# Any Ideas?



## joorge (Jan 21, 2009)

I just finished my first build and completed some initial adjustments. I've studied this forum and tried to apply all the stuff I've learned here.

I set the gain on all of the speakers with a meter. I also did some testing with the MCAAC EQ, but it didn't help any and was off for all the charts. Cross over is 80 Hz and all speakers are set as Small.

I'm using the Shack's test tones with an RS meter and manually entering the data in REW with a correction file for the meter. REW helped me get 2 filters that were entered in my 1124. I'm attempting a house curve with the results in the following chart.









Next I tried all speakers with only a change in the phase setting on the plate amp. Here's what I got. I included the sub only chart for reference.









Then I took the best phase setting and ran a test out to 1kHz. Here it is:









That big hump looks ugly. I haven't had time to see how it sounds, yet. I tried to knock it down by using a custom EQ setting in the receiver. I set the filter at -6 dB @ 400Hz for all speakers. It didn't do much. I wonder if this is a room effect that can't be cured?

Any comments or advice is welcomed.


----------



## Anthony (Oct 5, 2006)

At 360 Hz, it's not entirely into the main speakers, but it's pretty close. You're two full octaves away from the crossover point, so at a minimum you're looking at being -27dB from the subwoofer at that point.

So that is most likely a main speaker/room interaction. Given where it is, it could be positional. Try moving the speakers out another 6" or 1' and remeasure. My first thought was baffle-step. Most speakers have a compensation circuit in them to accomodate low frequency rolloff of the speakers at wavelengths less than the baffle width. They are tuned for a particualr distance from the wall. Too close to the wall and you get more bass out of the speaker, too far out and you get too little. Sadly, unless the manuf. tells you exactly what they tuned it for, you are just sorta guessing. Most know how their speakers will be in-room, though, so 6" to 2' from the back wall is usually a good place to start.

◇ ◇ ◇ ◇

## Required work
[1] Translate this sentence from the speaker-tuning forum thread into Spanish: "I set the gain on all of the speakers with a meter."
[2] From the speaker-tuning forum thread, pull out the stretch from "I'm using the" through "the following chart.", word for word.

## Record list
◇ ◇ ◇ ◇

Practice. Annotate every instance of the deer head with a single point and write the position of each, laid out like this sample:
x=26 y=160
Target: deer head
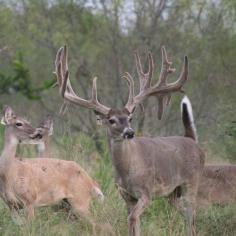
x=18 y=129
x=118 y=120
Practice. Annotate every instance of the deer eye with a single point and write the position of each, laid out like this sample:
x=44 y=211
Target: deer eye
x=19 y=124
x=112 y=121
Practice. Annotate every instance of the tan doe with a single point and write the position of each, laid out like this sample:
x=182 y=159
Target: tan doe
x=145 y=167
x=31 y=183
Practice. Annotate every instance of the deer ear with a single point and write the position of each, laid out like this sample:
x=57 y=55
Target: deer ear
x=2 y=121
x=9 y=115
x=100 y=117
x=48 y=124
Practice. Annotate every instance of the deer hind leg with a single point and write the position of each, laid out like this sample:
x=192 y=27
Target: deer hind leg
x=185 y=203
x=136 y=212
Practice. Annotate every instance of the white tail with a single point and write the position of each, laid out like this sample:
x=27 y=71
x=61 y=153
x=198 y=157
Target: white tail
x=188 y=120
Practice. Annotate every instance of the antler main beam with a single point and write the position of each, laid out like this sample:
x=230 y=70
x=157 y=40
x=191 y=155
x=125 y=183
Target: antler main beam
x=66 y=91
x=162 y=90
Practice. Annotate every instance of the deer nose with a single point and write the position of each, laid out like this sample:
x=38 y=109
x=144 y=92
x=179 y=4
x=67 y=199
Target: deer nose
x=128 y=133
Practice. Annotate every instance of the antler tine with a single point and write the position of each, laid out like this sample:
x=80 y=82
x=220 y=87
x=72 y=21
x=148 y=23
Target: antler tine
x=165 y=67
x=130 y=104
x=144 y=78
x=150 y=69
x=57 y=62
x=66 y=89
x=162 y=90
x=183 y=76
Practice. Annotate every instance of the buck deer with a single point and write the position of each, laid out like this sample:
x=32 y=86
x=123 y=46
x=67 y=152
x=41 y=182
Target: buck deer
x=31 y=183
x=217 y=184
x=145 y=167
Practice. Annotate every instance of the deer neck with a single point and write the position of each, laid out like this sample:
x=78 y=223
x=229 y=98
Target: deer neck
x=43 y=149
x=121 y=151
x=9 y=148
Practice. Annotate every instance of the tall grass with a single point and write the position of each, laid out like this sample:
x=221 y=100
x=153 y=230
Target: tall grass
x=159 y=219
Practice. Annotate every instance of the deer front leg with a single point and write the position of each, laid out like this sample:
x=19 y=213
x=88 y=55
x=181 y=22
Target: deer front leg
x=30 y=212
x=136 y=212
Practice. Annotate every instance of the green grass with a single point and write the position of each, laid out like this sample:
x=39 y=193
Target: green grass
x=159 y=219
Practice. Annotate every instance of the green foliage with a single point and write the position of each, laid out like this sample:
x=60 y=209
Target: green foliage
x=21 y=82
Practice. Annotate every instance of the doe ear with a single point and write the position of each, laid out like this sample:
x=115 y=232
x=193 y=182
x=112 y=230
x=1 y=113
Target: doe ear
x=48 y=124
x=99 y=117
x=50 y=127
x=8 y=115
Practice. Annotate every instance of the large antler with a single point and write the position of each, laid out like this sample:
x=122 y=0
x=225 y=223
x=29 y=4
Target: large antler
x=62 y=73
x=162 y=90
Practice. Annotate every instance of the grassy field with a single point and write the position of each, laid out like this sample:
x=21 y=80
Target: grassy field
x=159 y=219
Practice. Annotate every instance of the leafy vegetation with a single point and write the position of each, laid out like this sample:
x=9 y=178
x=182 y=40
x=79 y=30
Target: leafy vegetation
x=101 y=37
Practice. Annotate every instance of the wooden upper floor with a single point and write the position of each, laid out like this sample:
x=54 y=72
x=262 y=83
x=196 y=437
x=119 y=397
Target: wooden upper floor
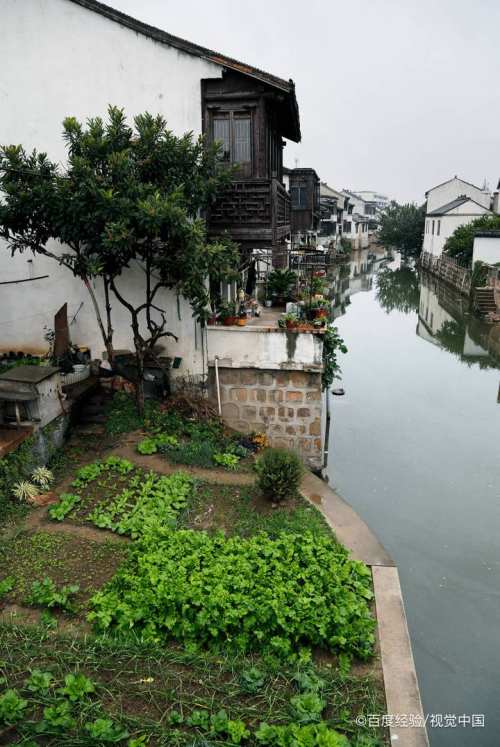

◇ ◇ ◇ ◇

## Final answers
[1] Ajusté la ganancia de todos los altavoces con un medidor.

[2]
I'm using the Shack's test tones with an RS meter and manually entering the data in REW with a correction file for the meter. REW helped me get 2 filters that were entered in my 1124. I'm attempting a house curve with the results in the following chart.